An exact, complete copy of the data that follows is needed.

DATA:
================================

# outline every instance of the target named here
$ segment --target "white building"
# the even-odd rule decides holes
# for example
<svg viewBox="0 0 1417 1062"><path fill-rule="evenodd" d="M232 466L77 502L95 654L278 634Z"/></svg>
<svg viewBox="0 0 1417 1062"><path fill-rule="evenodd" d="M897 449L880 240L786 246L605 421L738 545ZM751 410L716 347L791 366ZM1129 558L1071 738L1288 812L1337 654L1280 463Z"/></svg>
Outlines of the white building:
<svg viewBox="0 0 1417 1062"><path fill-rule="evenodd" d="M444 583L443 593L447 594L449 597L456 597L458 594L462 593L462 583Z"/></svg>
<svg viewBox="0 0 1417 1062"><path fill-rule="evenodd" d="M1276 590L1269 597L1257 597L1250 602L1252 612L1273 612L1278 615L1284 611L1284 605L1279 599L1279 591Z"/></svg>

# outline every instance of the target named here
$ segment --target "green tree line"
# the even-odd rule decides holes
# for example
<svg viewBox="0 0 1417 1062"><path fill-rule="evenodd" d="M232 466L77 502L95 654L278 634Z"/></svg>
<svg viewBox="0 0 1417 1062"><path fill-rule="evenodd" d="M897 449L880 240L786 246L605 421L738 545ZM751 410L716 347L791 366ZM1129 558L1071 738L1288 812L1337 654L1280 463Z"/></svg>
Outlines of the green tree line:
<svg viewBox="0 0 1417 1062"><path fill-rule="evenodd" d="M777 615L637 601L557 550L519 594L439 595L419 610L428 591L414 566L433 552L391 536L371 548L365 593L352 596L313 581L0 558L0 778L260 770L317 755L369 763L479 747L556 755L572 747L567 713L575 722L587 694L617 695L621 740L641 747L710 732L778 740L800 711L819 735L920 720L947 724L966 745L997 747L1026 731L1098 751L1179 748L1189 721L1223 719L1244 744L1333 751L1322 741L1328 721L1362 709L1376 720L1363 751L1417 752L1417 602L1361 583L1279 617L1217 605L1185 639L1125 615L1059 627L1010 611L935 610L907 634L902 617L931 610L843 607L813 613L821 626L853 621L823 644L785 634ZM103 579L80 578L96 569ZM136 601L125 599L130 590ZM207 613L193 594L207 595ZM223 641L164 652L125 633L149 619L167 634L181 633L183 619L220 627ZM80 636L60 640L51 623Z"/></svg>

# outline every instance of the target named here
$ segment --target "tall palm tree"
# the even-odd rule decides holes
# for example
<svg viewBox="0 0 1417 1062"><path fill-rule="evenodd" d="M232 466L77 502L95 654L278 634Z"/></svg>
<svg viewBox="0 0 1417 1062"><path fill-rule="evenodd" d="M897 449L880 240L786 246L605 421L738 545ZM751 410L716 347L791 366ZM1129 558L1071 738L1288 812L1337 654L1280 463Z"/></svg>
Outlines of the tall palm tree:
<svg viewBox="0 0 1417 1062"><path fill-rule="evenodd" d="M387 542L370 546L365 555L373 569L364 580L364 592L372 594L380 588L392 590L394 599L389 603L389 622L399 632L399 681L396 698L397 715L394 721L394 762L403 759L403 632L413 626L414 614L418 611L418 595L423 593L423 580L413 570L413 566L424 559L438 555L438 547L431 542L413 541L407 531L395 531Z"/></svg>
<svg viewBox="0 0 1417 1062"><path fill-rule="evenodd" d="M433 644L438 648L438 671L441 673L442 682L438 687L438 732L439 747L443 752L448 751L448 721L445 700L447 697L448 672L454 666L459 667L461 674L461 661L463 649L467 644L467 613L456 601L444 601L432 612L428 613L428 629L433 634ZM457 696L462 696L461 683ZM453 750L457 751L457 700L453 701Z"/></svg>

================================

RESULT OF THIS TASK:
# outline every instance of the target named here
$ segment --target "white building"
# the even-odd rule decides holes
# for example
<svg viewBox="0 0 1417 1062"><path fill-rule="evenodd" d="M232 466L77 502L95 654L278 634Z"/></svg>
<svg viewBox="0 0 1417 1062"><path fill-rule="evenodd" d="M897 449L880 240L786 246L605 421L738 545ZM751 410L716 347L791 366ZM1129 558L1071 738L1288 812L1337 654L1280 463Z"/></svg>
Outlines of the white building:
<svg viewBox="0 0 1417 1062"><path fill-rule="evenodd" d="M444 583L443 593L447 594L449 597L456 597L458 594L462 593L462 583Z"/></svg>
<svg viewBox="0 0 1417 1062"><path fill-rule="evenodd" d="M1276 590L1269 597L1257 597L1250 602L1252 612L1273 612L1278 615L1284 611L1284 605L1279 599L1279 591Z"/></svg>

# outline every instance of the target named here
$ segment --target "green tree line"
# the even-odd rule decides holes
# for example
<svg viewBox="0 0 1417 1062"><path fill-rule="evenodd" d="M232 466L77 502L95 654L278 634Z"/></svg>
<svg viewBox="0 0 1417 1062"><path fill-rule="evenodd" d="M897 449L880 240L786 246L605 421L738 545ZM751 410L716 347L791 366ZM1129 558L1071 738L1288 812L1337 654L1280 463Z"/></svg>
Outlines of the green tree line:
<svg viewBox="0 0 1417 1062"><path fill-rule="evenodd" d="M777 615L637 601L557 550L519 594L439 595L419 610L428 591L414 566L433 552L391 536L371 548L365 593L352 596L313 581L0 558L0 778L260 770L317 755L369 763L479 747L556 755L572 747L567 713L575 722L587 694L617 695L621 740L641 747L710 732L778 740L800 711L819 735L920 720L947 724L966 745L997 747L1026 731L1098 751L1179 748L1189 721L1223 719L1244 744L1333 751L1322 741L1328 721L1362 709L1376 720L1363 751L1417 752L1417 602L1361 583L1279 617L1217 605L1185 639L1125 615L1059 627L1010 611L935 610L907 634L902 617L931 610L843 607L813 613L821 626L853 621L823 644L785 634ZM103 579L80 578L96 569ZM136 601L125 599L130 590ZM207 613L193 594L207 595ZM223 641L164 652L125 633L149 619L167 634L181 633L183 619L220 627ZM80 636L60 640L51 623Z"/></svg>

# outline every instance of the target named here
$ segment --target "tall palm tree"
# the even-odd rule decides holes
# for example
<svg viewBox="0 0 1417 1062"><path fill-rule="evenodd" d="M232 466L77 502L95 654L278 634Z"/></svg>
<svg viewBox="0 0 1417 1062"><path fill-rule="evenodd" d="M897 449L880 240L786 246L605 421L738 545ZM751 410L716 347L791 366ZM1129 558L1071 738L1288 812L1337 654L1280 463Z"/></svg>
Outlines of the tall palm tree:
<svg viewBox="0 0 1417 1062"><path fill-rule="evenodd" d="M387 542L370 546L365 555L373 569L364 580L364 592L372 594L380 588L392 590L394 599L389 603L389 622L399 632L399 681L396 698L397 715L394 721L394 762L403 759L403 632L413 626L414 614L418 611L418 595L423 593L423 580L413 570L413 566L424 559L438 555L438 547L431 542L413 541L407 531L395 531Z"/></svg>
<svg viewBox="0 0 1417 1062"><path fill-rule="evenodd" d="M433 644L438 648L438 671L441 673L442 682L438 687L438 732L439 747L443 752L448 751L448 721L445 700L447 697L448 672L454 666L459 667L461 674L461 661L463 649L467 644L467 613L456 601L444 601L432 612L428 613L428 629L433 634ZM457 696L462 696L461 683ZM453 750L457 751L457 700L453 701Z"/></svg>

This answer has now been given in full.